**Given request**.
Pick up the guide on setting up a Patroni cluster with VMware Postgres and continue it from its last sentence.

**Text shown**.
Setting Up a Patroni Cluster with VMware Postgres

VMware Postgres includes the Patroni High Availability (HA) solution. This topic describes how to set up an HA three-node cluster using Patroni and etcd. If a host becomes unavailable, this configuration provides failover to a standby host.

Patroni is a tool that can be used to create, manage, maintain, and monitor highly available clusters using Postgres streaming replication. Patroni handles the Postgres database initialization as well as planned switchovers or unplanned failovers.

This topic shows how to set up a three-node CentOS 7 HA cluster using Patroni and etcd. In this three-node cluster a Patroni instance on each node initializes and manages its own Postgres instance and monitors its health. Patroni uses health data to decide if any actions are required to keep the Patroni cluster healthy as a whole.

A single Patroni instance can acquire and keep the “leader lock” (primary role). This is where etcd comes in. etcd is a Distributed Consensus Store (DCS). It provides the distributed decision-making mechanism that determines which Patroni instance should be the leader and which instances should be standbys.

In our example, we will be creating a three-node etcd cluster. (Apache ZooKeeper can also be used with Patroni but will not be covered here.) The number of etcd nodes does not depend on the number of Patroni nodes in the cluster. However, you should have more than one etcd node to prevent a single point of failure, and it is best to have at least three etcd nodes to ensure a majority during leader voting.

About Postgres Replication

A Patroni HA cluster relies on Postgres replication to maintain the standby Postgres databases.

**Recorded information**.
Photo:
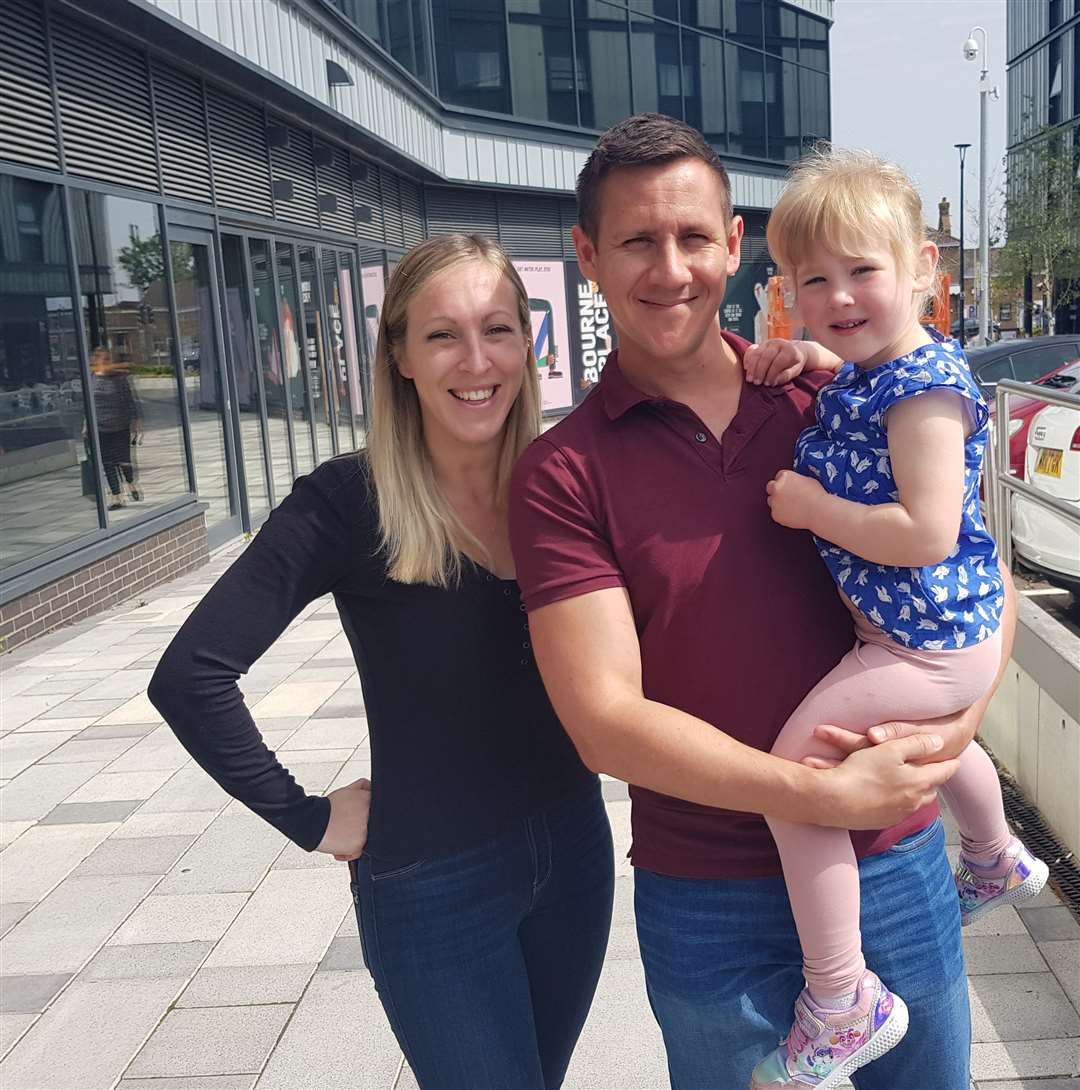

**Exercise answer**.
Postgres replication streams write-ahead logs (WAL) from a primary Postgres server to one or more standby Postgres servers. One Postgres server is designated the primary and one or more others are standbys.

Any database changes (DML operations) made in the primary server are first written to an in-memory WAL buffer. Changes are then immediately written to a WAL segment file when the transaction commits or aborts. The WAL segment files are in the primary cluster’s pg_wal directory.

After the WAL file is created, the primary cluster’s walsender process sends the file to the standbys’ walreceiver processes. Eacg standby’s walreceiver process writes the WAL data into WAL segment files in the standby’s pg_wal directory and informs the startup process. The startup process then replays the WAL data, much like a recovery process, and then the data is in sync with the primary.

The following ps output shows the walsender processes on the primary host, and the walreceiver and startup processes on a standby host.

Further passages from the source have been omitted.